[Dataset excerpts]
──────────────────────────────
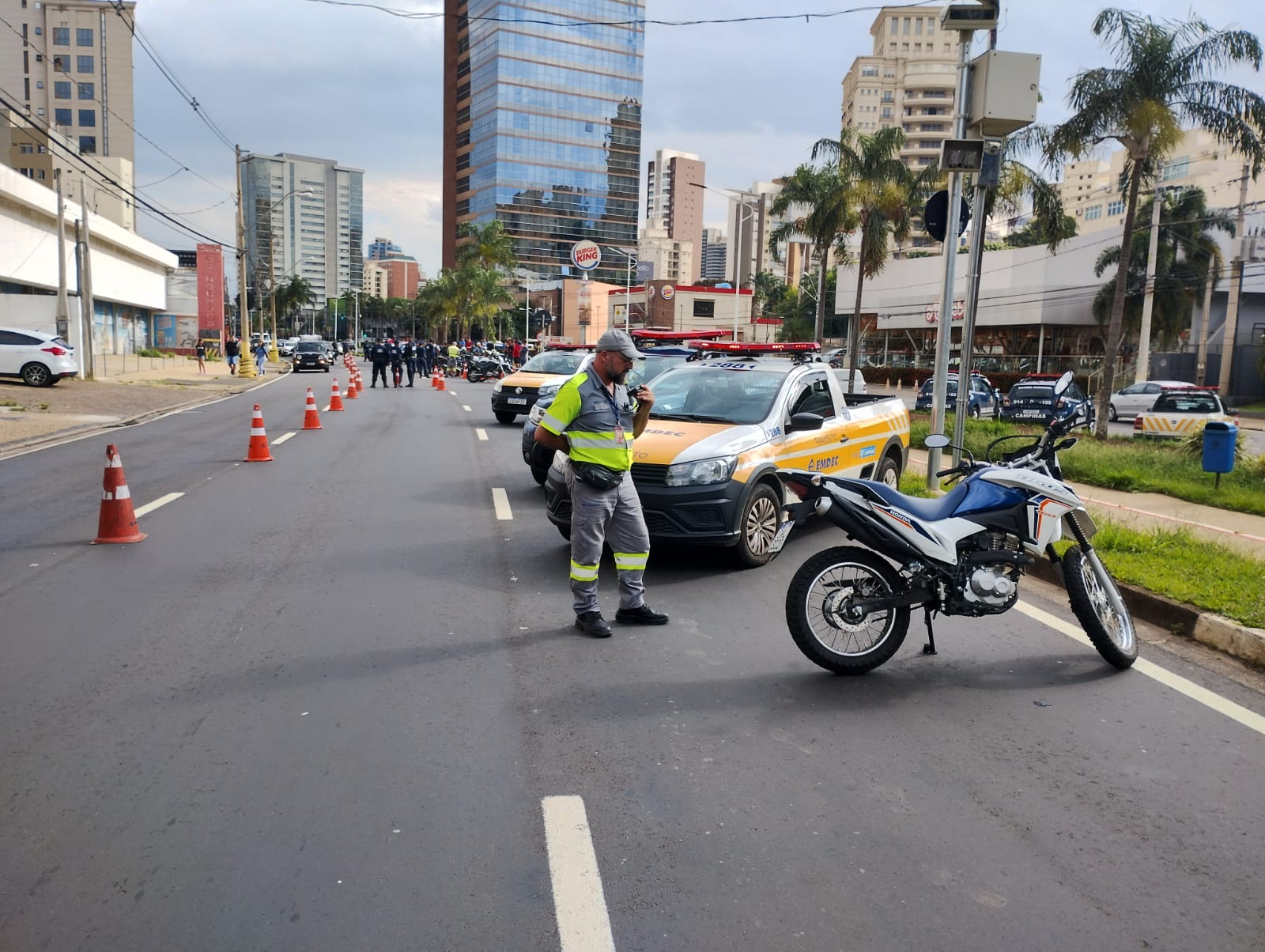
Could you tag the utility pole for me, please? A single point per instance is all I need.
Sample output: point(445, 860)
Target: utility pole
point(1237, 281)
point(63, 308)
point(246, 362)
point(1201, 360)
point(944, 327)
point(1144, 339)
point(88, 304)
──────────────────────────────
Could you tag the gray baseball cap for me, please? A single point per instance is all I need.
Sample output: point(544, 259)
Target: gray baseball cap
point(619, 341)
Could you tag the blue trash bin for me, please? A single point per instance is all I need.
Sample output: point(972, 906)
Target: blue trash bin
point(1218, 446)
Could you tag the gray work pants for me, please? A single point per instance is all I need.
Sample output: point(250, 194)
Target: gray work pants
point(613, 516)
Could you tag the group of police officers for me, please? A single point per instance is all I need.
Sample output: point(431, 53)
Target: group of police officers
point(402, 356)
──────────────────────────────
ASSIGNMENT: Your task is to find each line in the entries that contains the string "single" and copy it.

OUTPUT FOR THIS TASK:
Could you tag the utility pole for me, please? A single point per instance is all I need.
Could you tag the gray baseball cap for me, please? A single point per instance is all I need.
Could you tag the blue trash bin for me, please? A single point per instance is all I need.
Could you tag the gray work pants for me, please? A single point per instance is all I need.
Could you tag the group of police officers for me, please? A single point per instance is all I need.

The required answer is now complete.